Dataset rows on where objects appear
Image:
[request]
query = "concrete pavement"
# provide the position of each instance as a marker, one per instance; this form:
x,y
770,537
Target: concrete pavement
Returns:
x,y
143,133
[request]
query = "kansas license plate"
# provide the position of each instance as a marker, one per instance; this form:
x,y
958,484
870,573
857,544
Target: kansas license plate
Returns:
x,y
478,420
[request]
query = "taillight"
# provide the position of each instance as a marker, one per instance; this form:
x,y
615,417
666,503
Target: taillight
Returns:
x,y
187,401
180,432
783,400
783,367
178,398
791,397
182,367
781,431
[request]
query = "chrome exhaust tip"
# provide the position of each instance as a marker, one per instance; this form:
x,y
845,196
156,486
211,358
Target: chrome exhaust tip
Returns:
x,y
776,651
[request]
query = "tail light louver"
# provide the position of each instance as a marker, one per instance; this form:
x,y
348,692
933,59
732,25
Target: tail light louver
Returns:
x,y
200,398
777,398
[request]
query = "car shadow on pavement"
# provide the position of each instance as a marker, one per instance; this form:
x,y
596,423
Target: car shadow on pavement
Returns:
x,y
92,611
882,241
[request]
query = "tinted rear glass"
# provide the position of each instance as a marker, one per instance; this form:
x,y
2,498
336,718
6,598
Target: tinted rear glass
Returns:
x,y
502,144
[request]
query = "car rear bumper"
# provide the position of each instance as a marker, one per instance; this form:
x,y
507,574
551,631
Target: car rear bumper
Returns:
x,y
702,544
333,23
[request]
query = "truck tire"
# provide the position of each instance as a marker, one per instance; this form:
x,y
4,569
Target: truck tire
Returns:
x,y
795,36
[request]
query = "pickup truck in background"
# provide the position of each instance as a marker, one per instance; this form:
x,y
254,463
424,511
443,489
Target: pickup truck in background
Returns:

Stated goal. Retype the whole listing above exactly.

Expected output.
Image:
[request]
query = "concrete pavement"
# provide the position of each instance as a marker, one per instance; this form:
x,y
770,537
Target: concrete pavement
Returns:
x,y
143,133
[request]
query = "kansas license plate"
# provide the position of each instance as a marker, one per instance; this form:
x,y
958,484
870,573
857,544
Target: kansas license plate
Returns:
x,y
478,420
[request]
query = "taillight"
# provide the position of each instance as a marker, one per instance; this form:
x,y
615,417
666,503
Target: taillight
Returns:
x,y
187,401
180,432
783,400
783,367
178,398
791,397
182,367
781,431
[request]
query = "chrome exhaust tip"
# provide the position of each instance as a marker, one per instance; this form:
x,y
845,196
156,486
211,358
Target: chrome exhaust tip
Returns:
x,y
776,651
[request]
query = "tail light louver"
# provide the position of each instance as a marker, one per instance; this form:
x,y
348,692
933,59
732,25
Target: tail light louver
Returns:
x,y
200,398
777,398
[request]
query = "car shadow on pavement"
# provide the position of each instance as a marker, one per instance; this form:
x,y
596,423
Target: car shadow on pavement
Returns:
x,y
92,611
882,241
[request]
query = "tinted rear glass"
# provide the position of each instance as a marker, one per instance; this form:
x,y
2,498
336,718
6,598
Target: tinted rear glass
Returns:
x,y
502,144
[request]
query = "car rear bumper"
# provide the position of each instance as a marker, one per instance; this form:
x,y
507,574
551,631
Target: car rear bumper
Returns:
x,y
702,544
333,23
[request]
query = "truck tire"
# provide the position of each instance as a marker, one per instance; this form:
x,y
4,569
Target: truck tire
Returns:
x,y
795,36
[request]
query = "pickup truck in background"
# provide the position of each instance as a marker, one per instance; this form:
x,y
254,463
424,511
443,489
Target: pickup truck in background
Returns:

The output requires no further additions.